Data for processing
╔══
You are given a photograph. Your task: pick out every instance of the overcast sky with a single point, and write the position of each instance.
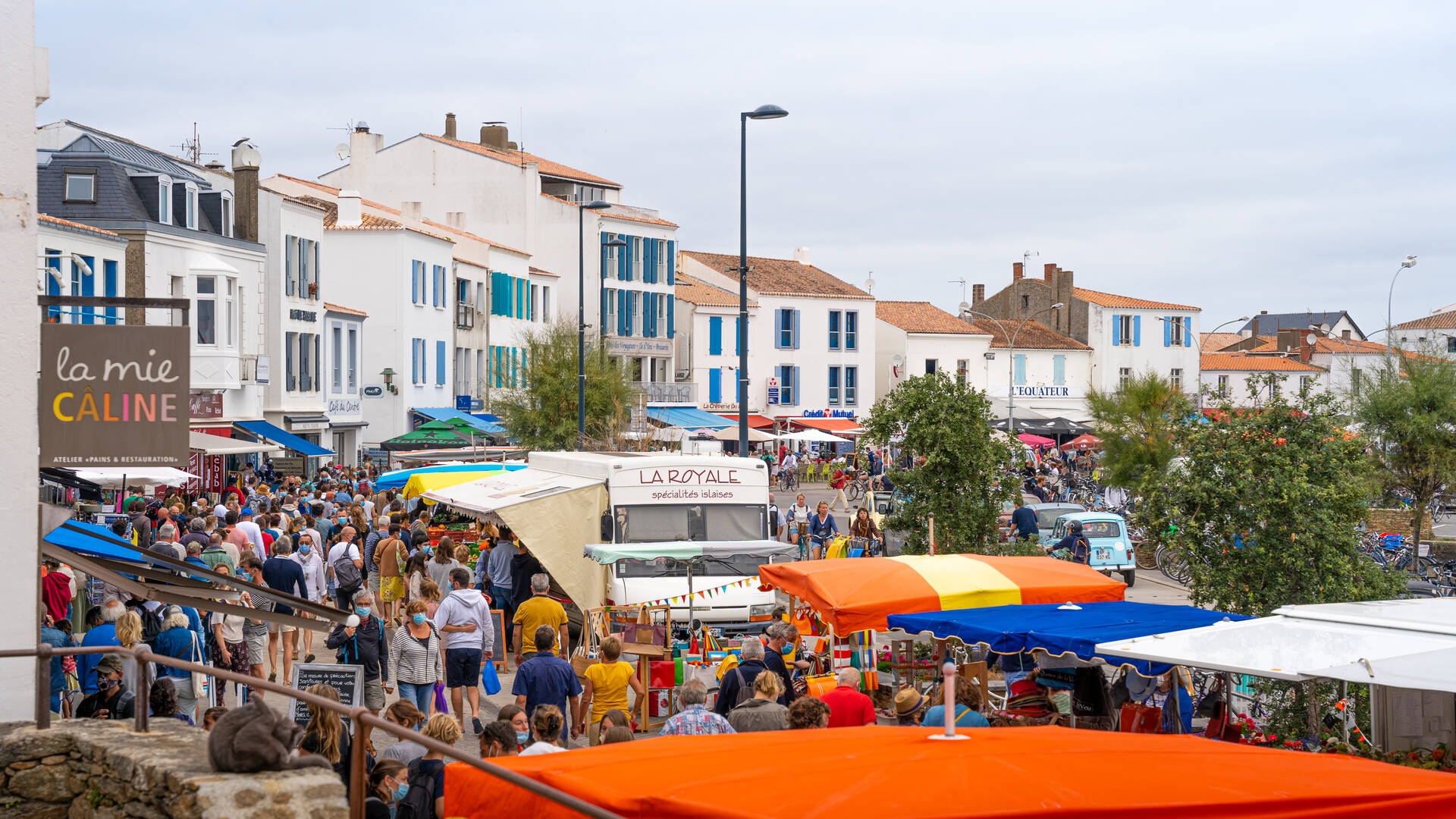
(1235, 156)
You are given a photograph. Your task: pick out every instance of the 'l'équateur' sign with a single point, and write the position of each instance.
(114, 395)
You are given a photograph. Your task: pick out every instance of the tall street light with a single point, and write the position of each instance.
(761, 112)
(582, 318)
(1410, 261)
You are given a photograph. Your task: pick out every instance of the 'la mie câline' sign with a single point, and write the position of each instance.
(114, 395)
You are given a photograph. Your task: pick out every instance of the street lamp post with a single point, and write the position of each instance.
(1410, 261)
(582, 318)
(761, 112)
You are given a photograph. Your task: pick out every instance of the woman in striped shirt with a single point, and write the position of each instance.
(414, 656)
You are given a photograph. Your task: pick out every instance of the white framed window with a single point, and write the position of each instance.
(190, 210)
(207, 309)
(80, 187)
(165, 200)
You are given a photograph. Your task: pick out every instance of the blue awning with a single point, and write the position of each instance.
(1008, 630)
(689, 419)
(452, 414)
(283, 438)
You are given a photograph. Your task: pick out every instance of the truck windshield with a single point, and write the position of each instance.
(736, 566)
(689, 522)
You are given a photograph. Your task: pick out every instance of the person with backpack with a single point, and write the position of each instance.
(737, 682)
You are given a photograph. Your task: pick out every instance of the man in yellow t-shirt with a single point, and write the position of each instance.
(535, 613)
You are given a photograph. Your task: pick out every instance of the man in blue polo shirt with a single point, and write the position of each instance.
(546, 679)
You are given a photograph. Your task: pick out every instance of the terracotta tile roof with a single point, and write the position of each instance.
(520, 156)
(1215, 341)
(921, 316)
(1114, 300)
(77, 226)
(1241, 362)
(695, 292)
(468, 235)
(1439, 321)
(783, 278)
(1036, 335)
(346, 311)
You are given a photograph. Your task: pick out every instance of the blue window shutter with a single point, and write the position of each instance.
(109, 267)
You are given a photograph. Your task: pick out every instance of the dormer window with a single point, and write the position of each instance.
(165, 200)
(80, 187)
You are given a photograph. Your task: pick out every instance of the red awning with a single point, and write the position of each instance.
(755, 422)
(829, 425)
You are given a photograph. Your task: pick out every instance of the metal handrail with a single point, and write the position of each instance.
(362, 716)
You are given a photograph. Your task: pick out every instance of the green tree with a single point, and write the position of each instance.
(1410, 425)
(542, 413)
(963, 480)
(1264, 507)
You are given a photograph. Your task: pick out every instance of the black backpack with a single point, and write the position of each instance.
(419, 799)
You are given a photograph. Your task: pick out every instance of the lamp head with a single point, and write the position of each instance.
(766, 112)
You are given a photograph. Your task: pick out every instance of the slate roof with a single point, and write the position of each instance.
(922, 316)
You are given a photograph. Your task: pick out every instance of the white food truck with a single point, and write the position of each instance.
(660, 499)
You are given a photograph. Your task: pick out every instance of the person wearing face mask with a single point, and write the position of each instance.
(414, 653)
(364, 646)
(112, 700)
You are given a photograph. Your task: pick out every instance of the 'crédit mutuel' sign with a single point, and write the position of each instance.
(114, 395)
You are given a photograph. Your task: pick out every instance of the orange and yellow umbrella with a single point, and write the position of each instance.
(859, 594)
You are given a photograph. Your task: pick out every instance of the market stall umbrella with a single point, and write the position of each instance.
(859, 594)
(1062, 630)
(900, 773)
(1082, 444)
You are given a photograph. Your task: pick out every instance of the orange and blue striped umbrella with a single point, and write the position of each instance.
(859, 594)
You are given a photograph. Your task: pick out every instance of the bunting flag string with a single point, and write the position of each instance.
(702, 594)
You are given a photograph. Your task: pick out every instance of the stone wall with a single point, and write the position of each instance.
(99, 768)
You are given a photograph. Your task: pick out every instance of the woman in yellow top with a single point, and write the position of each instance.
(606, 689)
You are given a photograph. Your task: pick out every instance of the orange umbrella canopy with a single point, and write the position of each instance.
(859, 594)
(998, 773)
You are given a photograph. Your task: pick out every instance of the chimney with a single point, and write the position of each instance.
(351, 210)
(245, 191)
(494, 136)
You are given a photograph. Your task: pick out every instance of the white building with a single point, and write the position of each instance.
(1128, 334)
(915, 338)
(400, 276)
(814, 335)
(529, 203)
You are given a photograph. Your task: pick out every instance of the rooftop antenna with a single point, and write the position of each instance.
(191, 150)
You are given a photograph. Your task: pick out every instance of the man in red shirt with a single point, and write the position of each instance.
(846, 706)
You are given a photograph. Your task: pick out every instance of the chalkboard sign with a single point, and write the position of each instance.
(348, 681)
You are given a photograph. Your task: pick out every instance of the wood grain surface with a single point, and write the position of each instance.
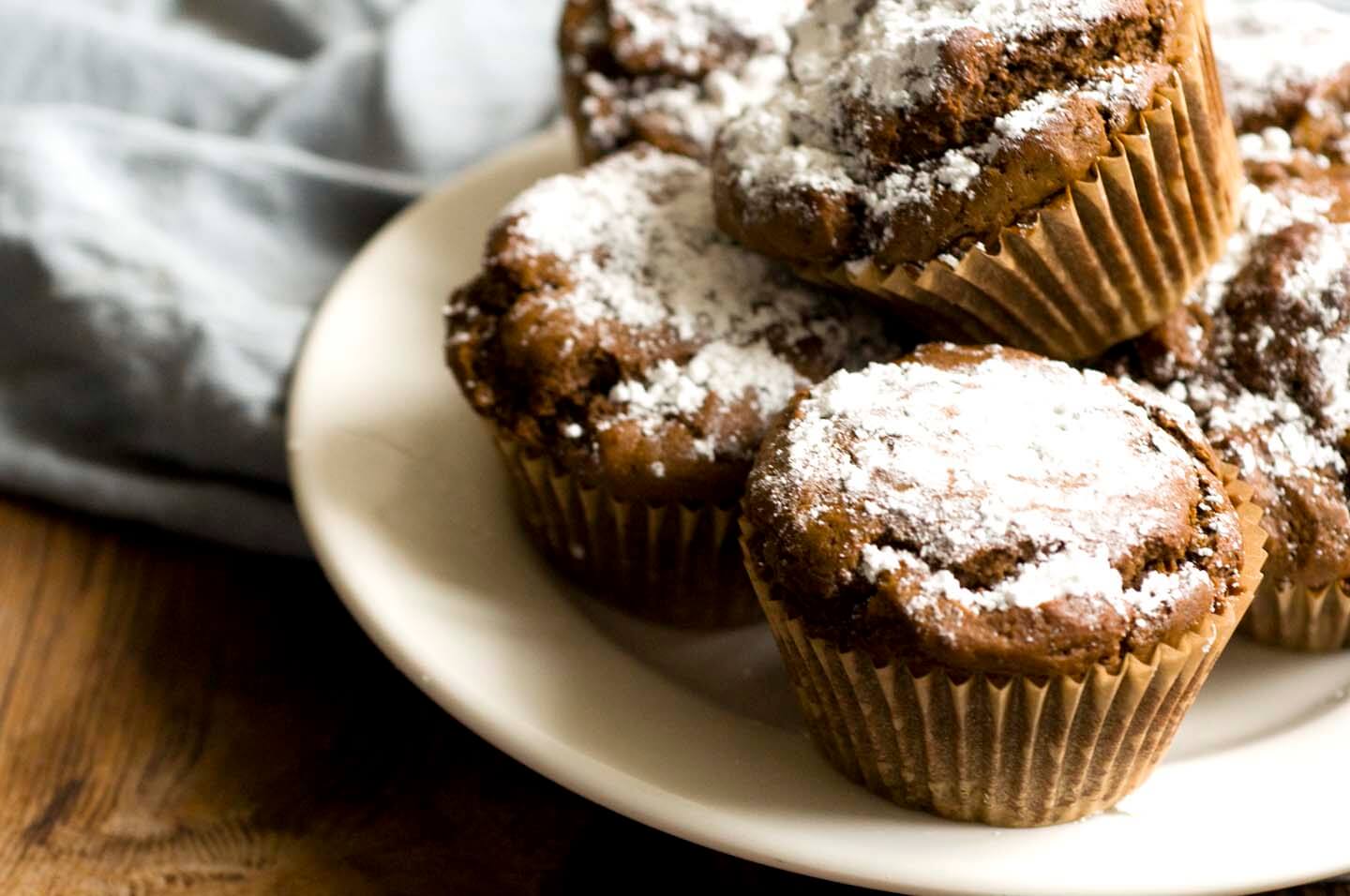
(183, 720)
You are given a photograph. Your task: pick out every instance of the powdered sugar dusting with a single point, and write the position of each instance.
(1003, 454)
(1268, 374)
(892, 54)
(641, 252)
(682, 30)
(1269, 50)
(788, 144)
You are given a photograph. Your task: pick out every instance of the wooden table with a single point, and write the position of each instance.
(184, 720)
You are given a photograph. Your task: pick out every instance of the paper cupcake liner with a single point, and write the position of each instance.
(678, 564)
(1110, 257)
(1304, 620)
(1005, 751)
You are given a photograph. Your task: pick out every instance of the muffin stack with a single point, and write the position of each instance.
(997, 579)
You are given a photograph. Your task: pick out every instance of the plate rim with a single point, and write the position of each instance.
(531, 744)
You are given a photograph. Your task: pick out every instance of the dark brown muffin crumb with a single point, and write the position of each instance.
(911, 129)
(616, 331)
(1263, 355)
(987, 510)
(668, 72)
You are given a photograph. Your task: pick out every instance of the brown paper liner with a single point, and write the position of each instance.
(1006, 751)
(1108, 258)
(678, 564)
(1298, 619)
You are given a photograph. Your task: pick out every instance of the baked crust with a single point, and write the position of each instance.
(617, 332)
(901, 141)
(987, 510)
(675, 76)
(1263, 355)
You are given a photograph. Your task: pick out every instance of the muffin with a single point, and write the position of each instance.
(997, 582)
(1052, 174)
(668, 72)
(628, 359)
(1285, 64)
(1263, 356)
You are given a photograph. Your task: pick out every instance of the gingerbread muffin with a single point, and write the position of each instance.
(668, 72)
(628, 359)
(998, 582)
(1053, 174)
(1263, 356)
(1285, 64)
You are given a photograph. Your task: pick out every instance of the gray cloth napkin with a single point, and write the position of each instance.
(180, 184)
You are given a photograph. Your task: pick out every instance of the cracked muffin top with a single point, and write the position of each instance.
(668, 72)
(988, 510)
(913, 128)
(619, 332)
(1261, 353)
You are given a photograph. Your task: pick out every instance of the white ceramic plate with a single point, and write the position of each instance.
(697, 734)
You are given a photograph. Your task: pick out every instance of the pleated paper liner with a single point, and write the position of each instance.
(1108, 258)
(677, 564)
(1005, 751)
(1304, 620)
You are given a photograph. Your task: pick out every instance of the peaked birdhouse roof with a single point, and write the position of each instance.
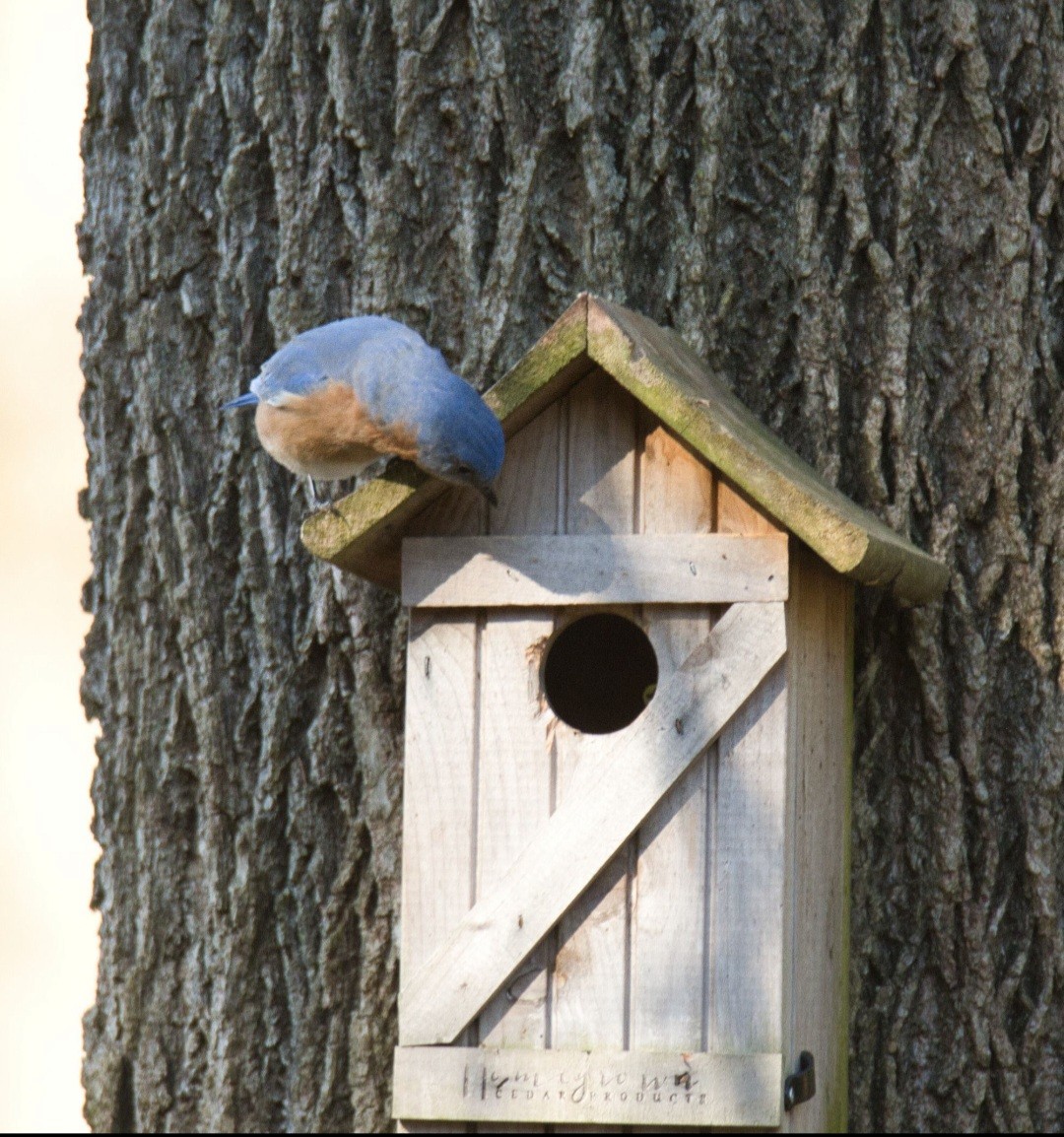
(363, 533)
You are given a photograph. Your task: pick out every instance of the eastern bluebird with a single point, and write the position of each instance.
(340, 396)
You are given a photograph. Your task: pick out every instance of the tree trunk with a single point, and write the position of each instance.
(852, 209)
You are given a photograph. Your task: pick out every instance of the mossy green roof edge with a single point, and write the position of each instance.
(363, 532)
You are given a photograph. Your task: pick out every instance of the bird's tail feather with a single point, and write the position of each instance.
(245, 400)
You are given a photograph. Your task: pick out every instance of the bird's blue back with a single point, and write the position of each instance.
(401, 382)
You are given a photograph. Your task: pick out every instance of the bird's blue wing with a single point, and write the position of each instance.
(323, 355)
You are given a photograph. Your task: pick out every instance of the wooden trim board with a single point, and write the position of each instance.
(581, 1087)
(619, 788)
(537, 570)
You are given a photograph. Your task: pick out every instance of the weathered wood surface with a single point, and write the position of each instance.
(590, 969)
(588, 1087)
(631, 774)
(539, 570)
(670, 929)
(820, 628)
(664, 374)
(670, 378)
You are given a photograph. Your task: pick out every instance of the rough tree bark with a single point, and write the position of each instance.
(850, 207)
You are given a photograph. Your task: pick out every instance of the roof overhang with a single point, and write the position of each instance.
(363, 532)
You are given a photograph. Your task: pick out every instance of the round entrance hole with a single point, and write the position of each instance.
(600, 673)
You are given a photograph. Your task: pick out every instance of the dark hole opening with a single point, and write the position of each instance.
(600, 672)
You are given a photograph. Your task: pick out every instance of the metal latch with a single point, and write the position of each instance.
(800, 1086)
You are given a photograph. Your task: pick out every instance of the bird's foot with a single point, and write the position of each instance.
(319, 503)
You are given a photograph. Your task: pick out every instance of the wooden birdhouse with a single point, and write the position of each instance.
(626, 876)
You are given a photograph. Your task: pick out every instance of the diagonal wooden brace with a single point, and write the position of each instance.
(619, 787)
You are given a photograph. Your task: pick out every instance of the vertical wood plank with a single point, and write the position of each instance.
(746, 921)
(514, 799)
(590, 973)
(820, 664)
(516, 769)
(747, 890)
(437, 797)
(670, 894)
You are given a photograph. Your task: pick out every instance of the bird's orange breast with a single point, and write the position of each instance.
(327, 434)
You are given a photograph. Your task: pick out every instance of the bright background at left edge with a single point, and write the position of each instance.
(48, 934)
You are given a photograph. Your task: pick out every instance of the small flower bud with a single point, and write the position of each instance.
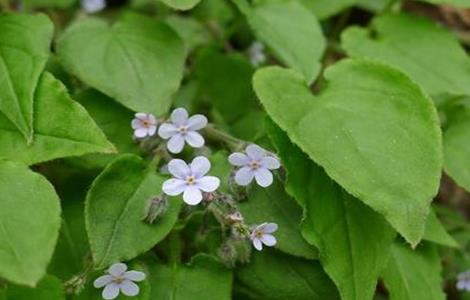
╚══
In your copy, include no pictures and only the lines from the line with "the bird's orange" through the final line of the listing above, reproduced exactly.

You are given a photograph. Your task: pick out every instance of the bird's orange breast with a single point, and write the position of each instance.
(327, 434)
You are given a photograph. Your task: pick out every instance of the bright background at left edge with a single point, and write the position of each instance.
(48, 934)
You are given a photograph. Your task: pick out every instance of the small flower bud with a single point, and write the position of each instance.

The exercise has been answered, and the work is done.